Virgil Renzulli, a spokesman for Arizona State University President Michael Crow, said the legislative budget also twice rolls over a $100 million payment, which may count against the 2006 spending level as well.

“The university system has taken close to $200 million in cuts already. We’ll take another $40 million, we’re prepared for that. But a $50-million fund sweep is really devastating on top of everything else. Plus, it is not state money, so we question the legality of that,” Renzulli said. “For those cuts, the state could lose almost $900 million in federal stimulus money. We think that would be a mistake.”

Another part of the budget package requires people who are applying for any federal benefit administered by the state, a category that includes AHCCCS, to provide documents from a specified list to prove that they are in the United States legally. AHCCCS spokeswoman Monica Coury said the list is more restrictive than the one used by the federal government, which might violate the ARRA provisions that prohibit states from adding new eligibility restrictions for such programs.

The Legislature already approved a repeal of a 2008 bill that changed the redermination period for AHCCCS from 12 months to six, after federal officials told Brewer that the move was in violation of the ARRA.

Coury said AHCCCS has requested clarification from the Centers for Medicare and Medicaid Services on whether the budget provision violates the ARRA.

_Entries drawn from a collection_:

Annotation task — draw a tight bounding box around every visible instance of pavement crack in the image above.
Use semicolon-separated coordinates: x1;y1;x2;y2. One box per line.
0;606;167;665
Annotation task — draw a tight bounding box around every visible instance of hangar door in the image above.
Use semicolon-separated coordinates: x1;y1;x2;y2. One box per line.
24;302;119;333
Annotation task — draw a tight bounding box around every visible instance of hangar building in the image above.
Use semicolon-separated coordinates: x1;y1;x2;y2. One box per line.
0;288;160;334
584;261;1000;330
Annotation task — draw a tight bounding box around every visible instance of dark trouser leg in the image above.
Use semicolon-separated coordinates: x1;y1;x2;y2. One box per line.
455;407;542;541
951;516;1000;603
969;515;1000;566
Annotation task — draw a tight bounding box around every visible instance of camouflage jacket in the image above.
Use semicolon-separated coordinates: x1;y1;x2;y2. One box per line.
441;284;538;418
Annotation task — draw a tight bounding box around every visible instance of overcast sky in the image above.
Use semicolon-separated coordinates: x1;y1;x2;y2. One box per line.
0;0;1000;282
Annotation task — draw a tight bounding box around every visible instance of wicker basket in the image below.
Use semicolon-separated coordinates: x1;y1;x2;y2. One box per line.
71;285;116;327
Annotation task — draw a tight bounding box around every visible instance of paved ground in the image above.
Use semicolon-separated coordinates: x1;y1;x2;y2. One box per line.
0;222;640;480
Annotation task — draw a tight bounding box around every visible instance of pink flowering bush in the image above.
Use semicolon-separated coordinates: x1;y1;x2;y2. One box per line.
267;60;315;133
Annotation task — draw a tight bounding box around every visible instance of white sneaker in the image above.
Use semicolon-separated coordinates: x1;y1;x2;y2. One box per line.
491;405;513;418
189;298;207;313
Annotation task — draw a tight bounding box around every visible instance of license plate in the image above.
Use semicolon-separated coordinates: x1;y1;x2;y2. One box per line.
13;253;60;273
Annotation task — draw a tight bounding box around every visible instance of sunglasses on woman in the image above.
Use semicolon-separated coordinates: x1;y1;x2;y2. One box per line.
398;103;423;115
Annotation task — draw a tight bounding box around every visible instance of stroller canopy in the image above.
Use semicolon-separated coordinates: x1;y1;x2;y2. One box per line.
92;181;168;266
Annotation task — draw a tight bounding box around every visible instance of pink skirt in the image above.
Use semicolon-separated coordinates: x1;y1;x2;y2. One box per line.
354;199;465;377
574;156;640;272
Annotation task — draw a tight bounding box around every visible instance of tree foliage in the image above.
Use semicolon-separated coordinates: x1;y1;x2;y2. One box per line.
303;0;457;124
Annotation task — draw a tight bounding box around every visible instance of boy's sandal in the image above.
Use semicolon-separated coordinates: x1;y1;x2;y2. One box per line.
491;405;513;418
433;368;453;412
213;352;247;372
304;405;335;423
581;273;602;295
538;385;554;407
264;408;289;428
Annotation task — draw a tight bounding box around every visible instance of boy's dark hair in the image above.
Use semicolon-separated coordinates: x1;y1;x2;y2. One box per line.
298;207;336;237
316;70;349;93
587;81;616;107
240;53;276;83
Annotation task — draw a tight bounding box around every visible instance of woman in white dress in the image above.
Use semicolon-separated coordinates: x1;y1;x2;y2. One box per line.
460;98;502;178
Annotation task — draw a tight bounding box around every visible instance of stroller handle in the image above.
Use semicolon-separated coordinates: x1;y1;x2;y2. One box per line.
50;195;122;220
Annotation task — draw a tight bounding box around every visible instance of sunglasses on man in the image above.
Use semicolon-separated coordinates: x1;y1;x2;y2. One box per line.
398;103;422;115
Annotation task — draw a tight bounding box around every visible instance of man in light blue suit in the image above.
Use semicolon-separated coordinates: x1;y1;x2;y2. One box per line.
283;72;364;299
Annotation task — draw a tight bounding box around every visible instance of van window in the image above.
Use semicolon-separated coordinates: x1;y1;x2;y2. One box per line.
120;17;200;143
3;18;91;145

_What is required_: Could you carry on the news piece about Arizona's state budget from where it stops?

_Exercise output_:
“As the stimulus has been explained to us and guidance has been provided by CMS (Centers for Medicare and Medicaid Services), the states are not permitted to make eligibility more restrictive than it was as of July 1, 2008. So we have asked CMS … to confirm our understanding of that,” she said.

Brewer spokesman Paul Senseman said those two portions of the legislative budget are especially concerning considering the ongoing federal audit the U.S. Governmental Accountability Office is conducting on Arizona.

“It was selected to be one of 16 states to be closely audited by the federal government, regarding its use of federal stimulus funds. We wouldn’t want to invite any challenges to those dollars or jeopardize that $1 billion in education funding,” he said.

Rep. John Kavanagh, chairman of the House Appropriations Committee, said the eligibility requirements will help keep illegal immigrants and others who aren’t entitled to such programs off the government benefit rolls. He said he doesn’t view it as a violation of the ARRA, nor does he believe the sweep of the university funds jeopardizes Arizona’s stimulus money. But if the federal government determines that either of those provisions violate stimulus guidelines, he said, the Legislature can simply change those sections, just as it changed the six-month redetermination period for AHCCCS back to one year.

“Just because some people say it might (violate the ARRA), it’s not a reason to back away from something which does two good things – it saves the taxpayer money, and it keeps illegal aliens from getting benefits they don’t deserve,” the Fountain Hills Republican said. “People run all kinds of scams on the government and the taxpayers. I don’t understand why anybody would object to reasonable efforts to keep things honest. But if the federal government should, just like we did in the ’09 fix, we’ll simply change it.”

Rep. Kysten Sinema, a Phoenix Democrat, railed against the new documentation list on the House floor June 4. She told the Arizona Capitol Times the federal list includes more than 40 documents that show legal residence or citizenship, and believes there is no reason why Arizonans should not be able to use those documents to prove their eligibility for programs like AHCCCS.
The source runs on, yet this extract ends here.